**Your objective**
From the listing that follows, output everything exactly except the pictures.

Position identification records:
┌────────
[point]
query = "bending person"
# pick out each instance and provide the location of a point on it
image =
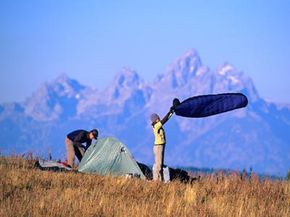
(74, 144)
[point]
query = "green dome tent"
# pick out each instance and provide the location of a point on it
(108, 156)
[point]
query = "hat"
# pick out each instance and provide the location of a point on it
(154, 117)
(95, 133)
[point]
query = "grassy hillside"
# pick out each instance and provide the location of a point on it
(25, 191)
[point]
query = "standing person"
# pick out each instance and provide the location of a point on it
(159, 143)
(74, 144)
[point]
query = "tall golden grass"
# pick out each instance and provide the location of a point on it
(26, 191)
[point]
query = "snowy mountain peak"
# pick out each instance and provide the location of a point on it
(127, 78)
(54, 99)
(182, 70)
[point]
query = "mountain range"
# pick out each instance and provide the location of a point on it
(256, 137)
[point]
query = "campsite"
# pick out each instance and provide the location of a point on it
(28, 191)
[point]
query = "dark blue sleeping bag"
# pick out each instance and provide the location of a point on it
(207, 105)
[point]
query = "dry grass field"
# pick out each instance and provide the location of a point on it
(26, 191)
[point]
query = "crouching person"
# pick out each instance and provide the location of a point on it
(74, 144)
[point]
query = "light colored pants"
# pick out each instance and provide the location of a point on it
(70, 151)
(158, 162)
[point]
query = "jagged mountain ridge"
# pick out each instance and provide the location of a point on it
(254, 137)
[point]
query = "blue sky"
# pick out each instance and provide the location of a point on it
(92, 40)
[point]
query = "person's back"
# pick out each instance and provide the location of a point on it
(74, 143)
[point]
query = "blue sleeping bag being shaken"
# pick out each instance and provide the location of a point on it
(207, 105)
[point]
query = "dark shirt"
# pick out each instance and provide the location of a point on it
(80, 136)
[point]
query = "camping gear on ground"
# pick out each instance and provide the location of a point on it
(207, 105)
(50, 165)
(109, 156)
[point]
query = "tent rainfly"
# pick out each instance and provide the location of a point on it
(108, 156)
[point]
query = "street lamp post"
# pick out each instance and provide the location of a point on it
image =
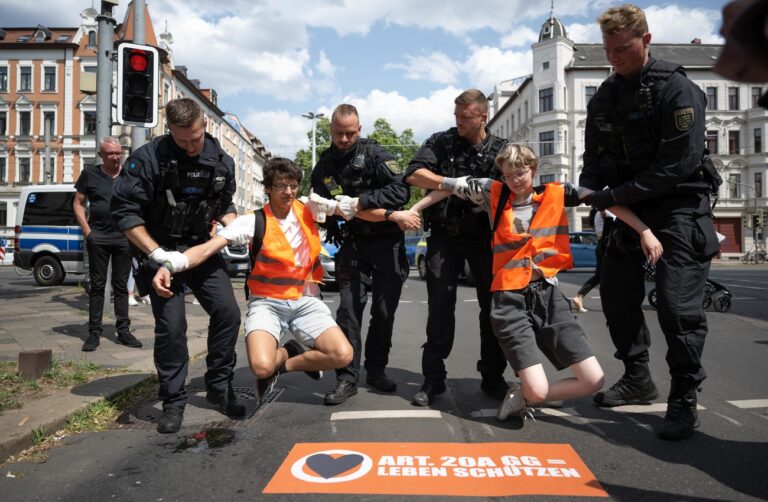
(313, 117)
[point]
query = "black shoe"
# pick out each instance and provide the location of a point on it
(294, 349)
(91, 343)
(127, 339)
(496, 387)
(341, 392)
(227, 402)
(429, 391)
(380, 381)
(628, 390)
(170, 422)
└────────
**Full output**
[point]
query = "bending person"
# pick out each instance and provide the location of a point on it
image =
(74, 144)
[point]
query = "green dome tent"
# pick out each instance and provide the location of a point on it
(108, 156)
[point]
query = "hat"
# pick out each instance and provide the location of a point on it
(154, 117)
(95, 133)
[point]
query = "grassy hillside"
# pick out each instance and provide the location of a point on it
(25, 191)
[point]
query = "standing person"
# pick out each instance and provide the location of a point on it
(159, 143)
(74, 144)
[point]
query = "tall golden grass"
# pick out each instance and provide the location of a point on it
(26, 191)
[point]
query = "snowy mountain peak"
# pick out each instance and provide the location of a point on it
(127, 78)
(54, 99)
(182, 70)
[point]
query = "mountain range"
# pick out each instance and provide the location of a point on it
(256, 137)
[point]
query = "campsite"
# pick out each instance and provide the location of a point on it
(28, 191)
[point]
query = "dark blue sleeping bag"
# pick out each instance and provide the location of a point on it
(207, 105)
[point]
query = "dry grass field"
# pick out each instance and provide the location of a point on it
(26, 191)
[point]
query = "crouching person"
# pick out each instance and provide the location of a point on it
(74, 144)
[point]
query = "light colored pants"
# pick out each instance and provide the location of a point on it
(70, 151)
(158, 162)
[point]
query = "jagged mountain ridge"
# pick out each instance and provide the location of a point on it
(254, 137)
[point]
query = "blue sky"
# pick out each instance and provide the location of a point on it
(92, 40)
[point]
query = "person's back"
# pick out each instance and provide the location of a point on it
(74, 143)
[point]
query = "blue sleeping bag being shaken"
# pick out each instance and provide the location of a point on it
(207, 105)
[point]
query = "dark shirt"
# pick out each instance and provide the location of a point on it
(80, 136)
[point]
query = "camping gear on ground"
# pick out each instance and provide the location of a point on it
(207, 105)
(50, 165)
(109, 156)
[point]
query = "tent rainfly"
# pick out each instance and provide the location of a point on it
(108, 156)
[point]
query = "street lamp post"
# pick out each instance and provide the location of a point on it
image =
(313, 117)
[point]
query = "black shoe"
# pick out each instance and provide the location of a point on it
(294, 349)
(91, 343)
(127, 339)
(496, 387)
(341, 392)
(227, 402)
(429, 391)
(380, 381)
(628, 390)
(170, 422)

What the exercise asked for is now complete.